#### [Task objective]
Repeat the items word for word, starting with the line that contains "270, row 474." and going on through the end of the items. Leave the pictures out of your answer.

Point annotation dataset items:
+ + + + +

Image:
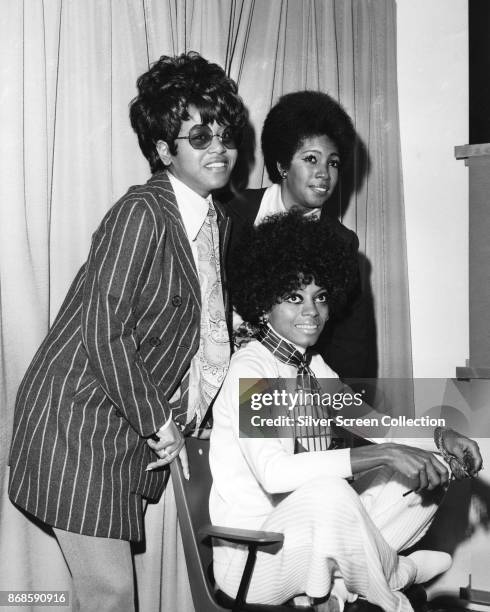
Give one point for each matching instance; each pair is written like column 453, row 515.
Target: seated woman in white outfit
column 340, row 541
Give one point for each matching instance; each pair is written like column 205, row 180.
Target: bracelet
column 460, row 469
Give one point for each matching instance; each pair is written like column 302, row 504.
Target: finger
column 423, row 480
column 433, row 477
column 168, row 445
column 184, row 462
column 476, row 458
column 441, row 469
column 156, row 464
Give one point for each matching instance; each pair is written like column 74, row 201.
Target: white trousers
column 333, row 530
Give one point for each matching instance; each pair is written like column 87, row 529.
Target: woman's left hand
column 466, row 450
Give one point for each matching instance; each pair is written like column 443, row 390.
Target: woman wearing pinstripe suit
column 116, row 368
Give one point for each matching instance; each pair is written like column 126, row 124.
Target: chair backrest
column 192, row 499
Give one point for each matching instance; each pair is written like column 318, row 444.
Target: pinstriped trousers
column 333, row 530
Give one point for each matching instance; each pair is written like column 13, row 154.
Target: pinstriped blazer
column 101, row 381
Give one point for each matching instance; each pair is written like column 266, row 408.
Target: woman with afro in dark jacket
column 307, row 141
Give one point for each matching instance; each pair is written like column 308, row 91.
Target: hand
column 170, row 444
column 464, row 449
column 421, row 467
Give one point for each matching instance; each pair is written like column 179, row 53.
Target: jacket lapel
column 172, row 212
column 224, row 226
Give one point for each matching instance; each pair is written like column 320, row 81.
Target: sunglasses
column 201, row 136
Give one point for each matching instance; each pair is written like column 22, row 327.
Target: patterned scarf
column 309, row 434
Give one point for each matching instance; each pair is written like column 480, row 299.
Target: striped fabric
column 100, row 382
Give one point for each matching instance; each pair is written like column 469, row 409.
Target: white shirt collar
column 272, row 203
column 192, row 206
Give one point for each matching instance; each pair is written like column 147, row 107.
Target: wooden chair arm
column 241, row 536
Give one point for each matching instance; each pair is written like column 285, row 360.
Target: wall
column 433, row 99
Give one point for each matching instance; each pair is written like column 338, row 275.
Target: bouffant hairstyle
column 282, row 254
column 166, row 91
column 300, row 115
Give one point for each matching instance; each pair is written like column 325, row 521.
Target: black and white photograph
column 245, row 305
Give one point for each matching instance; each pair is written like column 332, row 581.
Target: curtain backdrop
column 67, row 152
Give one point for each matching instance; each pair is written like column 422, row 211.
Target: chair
column 192, row 499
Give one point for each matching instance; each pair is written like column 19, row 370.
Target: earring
column 264, row 317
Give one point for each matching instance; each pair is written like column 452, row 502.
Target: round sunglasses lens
column 200, row 137
column 230, row 139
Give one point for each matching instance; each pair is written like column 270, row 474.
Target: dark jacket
column 344, row 343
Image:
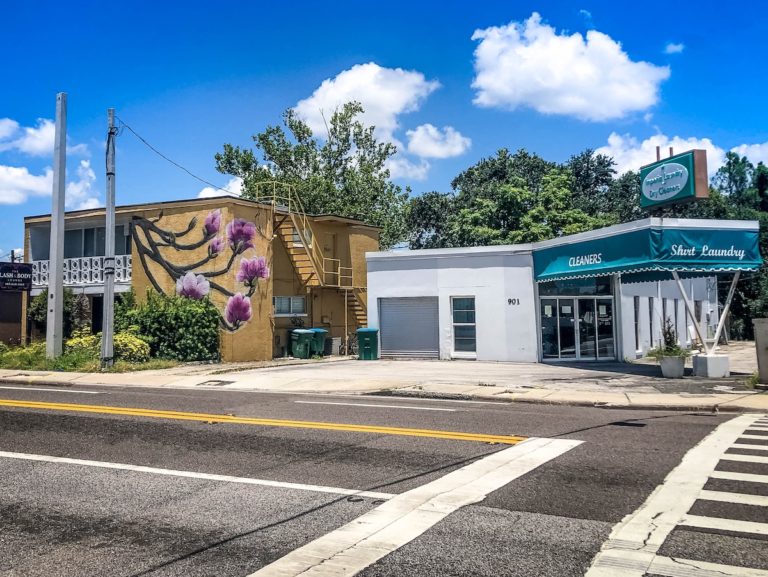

+ + + + +

#### [Result of the task]
Give one point for each matching instance; each pair is written like column 270, row 474.
Target: dark jacket
column 344, row 343
Image:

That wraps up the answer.